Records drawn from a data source
-----
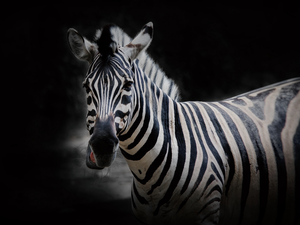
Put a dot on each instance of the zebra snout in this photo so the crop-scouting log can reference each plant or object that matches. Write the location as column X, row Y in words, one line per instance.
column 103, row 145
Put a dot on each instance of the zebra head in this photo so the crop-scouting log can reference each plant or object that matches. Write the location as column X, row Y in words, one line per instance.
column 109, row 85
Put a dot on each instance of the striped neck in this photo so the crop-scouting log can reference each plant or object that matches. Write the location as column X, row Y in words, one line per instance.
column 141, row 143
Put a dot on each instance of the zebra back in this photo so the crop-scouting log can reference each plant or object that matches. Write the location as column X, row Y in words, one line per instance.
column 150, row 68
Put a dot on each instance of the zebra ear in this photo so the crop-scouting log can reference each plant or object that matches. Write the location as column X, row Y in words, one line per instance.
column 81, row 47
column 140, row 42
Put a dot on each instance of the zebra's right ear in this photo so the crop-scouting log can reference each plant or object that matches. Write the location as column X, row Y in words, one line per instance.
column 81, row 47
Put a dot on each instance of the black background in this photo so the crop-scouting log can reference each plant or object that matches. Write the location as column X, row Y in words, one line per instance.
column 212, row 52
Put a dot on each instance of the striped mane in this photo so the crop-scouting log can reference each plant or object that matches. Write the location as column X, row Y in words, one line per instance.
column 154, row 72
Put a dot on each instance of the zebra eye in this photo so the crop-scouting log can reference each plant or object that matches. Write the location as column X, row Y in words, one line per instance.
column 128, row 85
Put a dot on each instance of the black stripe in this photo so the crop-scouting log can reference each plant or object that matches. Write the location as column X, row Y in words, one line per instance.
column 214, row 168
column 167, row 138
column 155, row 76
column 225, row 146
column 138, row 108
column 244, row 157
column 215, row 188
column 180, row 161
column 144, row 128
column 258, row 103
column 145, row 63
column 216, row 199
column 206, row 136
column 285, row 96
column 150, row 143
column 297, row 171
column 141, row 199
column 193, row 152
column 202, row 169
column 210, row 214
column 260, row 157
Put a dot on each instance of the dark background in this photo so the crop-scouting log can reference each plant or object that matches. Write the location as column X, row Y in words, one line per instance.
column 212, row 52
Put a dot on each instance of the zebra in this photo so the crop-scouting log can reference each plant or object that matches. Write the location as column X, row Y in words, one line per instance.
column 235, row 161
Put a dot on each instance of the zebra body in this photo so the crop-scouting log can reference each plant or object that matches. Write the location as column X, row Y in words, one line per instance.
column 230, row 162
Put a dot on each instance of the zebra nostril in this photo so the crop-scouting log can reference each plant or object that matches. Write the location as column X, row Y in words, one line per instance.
-----
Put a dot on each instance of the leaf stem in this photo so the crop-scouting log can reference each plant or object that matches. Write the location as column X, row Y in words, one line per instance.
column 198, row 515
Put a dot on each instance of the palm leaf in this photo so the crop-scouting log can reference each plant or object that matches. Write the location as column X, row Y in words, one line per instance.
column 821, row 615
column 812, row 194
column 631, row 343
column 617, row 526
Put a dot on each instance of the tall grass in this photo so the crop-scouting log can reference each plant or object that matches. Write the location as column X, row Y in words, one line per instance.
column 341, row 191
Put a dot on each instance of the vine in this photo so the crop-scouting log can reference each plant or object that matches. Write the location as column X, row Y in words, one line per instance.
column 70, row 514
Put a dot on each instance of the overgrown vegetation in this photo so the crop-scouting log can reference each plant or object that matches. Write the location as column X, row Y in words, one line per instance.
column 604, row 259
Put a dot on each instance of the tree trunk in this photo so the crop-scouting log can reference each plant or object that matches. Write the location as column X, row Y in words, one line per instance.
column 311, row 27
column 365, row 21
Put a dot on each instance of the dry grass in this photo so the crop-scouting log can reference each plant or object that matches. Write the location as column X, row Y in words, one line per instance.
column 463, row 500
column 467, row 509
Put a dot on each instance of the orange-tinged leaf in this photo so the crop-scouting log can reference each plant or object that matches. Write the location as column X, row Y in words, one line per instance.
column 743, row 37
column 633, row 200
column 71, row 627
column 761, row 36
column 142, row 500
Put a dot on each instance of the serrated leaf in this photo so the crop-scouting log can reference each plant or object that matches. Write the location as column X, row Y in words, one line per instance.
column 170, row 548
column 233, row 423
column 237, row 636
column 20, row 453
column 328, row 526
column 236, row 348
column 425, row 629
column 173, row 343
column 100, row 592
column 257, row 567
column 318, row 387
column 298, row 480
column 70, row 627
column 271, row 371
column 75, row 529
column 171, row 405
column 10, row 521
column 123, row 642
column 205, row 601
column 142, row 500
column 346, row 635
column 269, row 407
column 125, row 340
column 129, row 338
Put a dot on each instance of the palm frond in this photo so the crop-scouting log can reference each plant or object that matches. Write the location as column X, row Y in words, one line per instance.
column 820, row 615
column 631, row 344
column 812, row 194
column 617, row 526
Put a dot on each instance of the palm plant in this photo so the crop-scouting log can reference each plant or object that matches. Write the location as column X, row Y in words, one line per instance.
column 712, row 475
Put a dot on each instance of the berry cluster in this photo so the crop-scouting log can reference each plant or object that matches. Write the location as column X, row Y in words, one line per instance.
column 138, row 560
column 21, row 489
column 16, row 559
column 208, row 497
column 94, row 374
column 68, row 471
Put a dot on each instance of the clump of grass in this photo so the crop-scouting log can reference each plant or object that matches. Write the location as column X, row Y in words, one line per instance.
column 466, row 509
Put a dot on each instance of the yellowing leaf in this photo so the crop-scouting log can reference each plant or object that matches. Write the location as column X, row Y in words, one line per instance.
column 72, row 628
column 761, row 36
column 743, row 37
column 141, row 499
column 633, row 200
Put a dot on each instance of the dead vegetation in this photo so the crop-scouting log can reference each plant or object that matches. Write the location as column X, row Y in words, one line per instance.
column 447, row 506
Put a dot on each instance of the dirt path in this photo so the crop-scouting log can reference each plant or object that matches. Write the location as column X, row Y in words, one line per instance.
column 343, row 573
-----
## To be done:
Convert the lines of the listing into a Markdown table with the columns No. and Text, one row per line and blank lines omitted, covering everything from the line containing "Put a dot on each instance of the tree" down to the line containing "column 365, row 21".

## Task solution:
| No. | Text |
|---|---|
| 1 | Put a dot on each instance of the tree trunk in this photo so the crop-scouting log can reference each plant or object that matches. Write the location as column X, row Y in words, one line per instance. |
| 2 | column 311, row 27 |
| 3 | column 365, row 21 |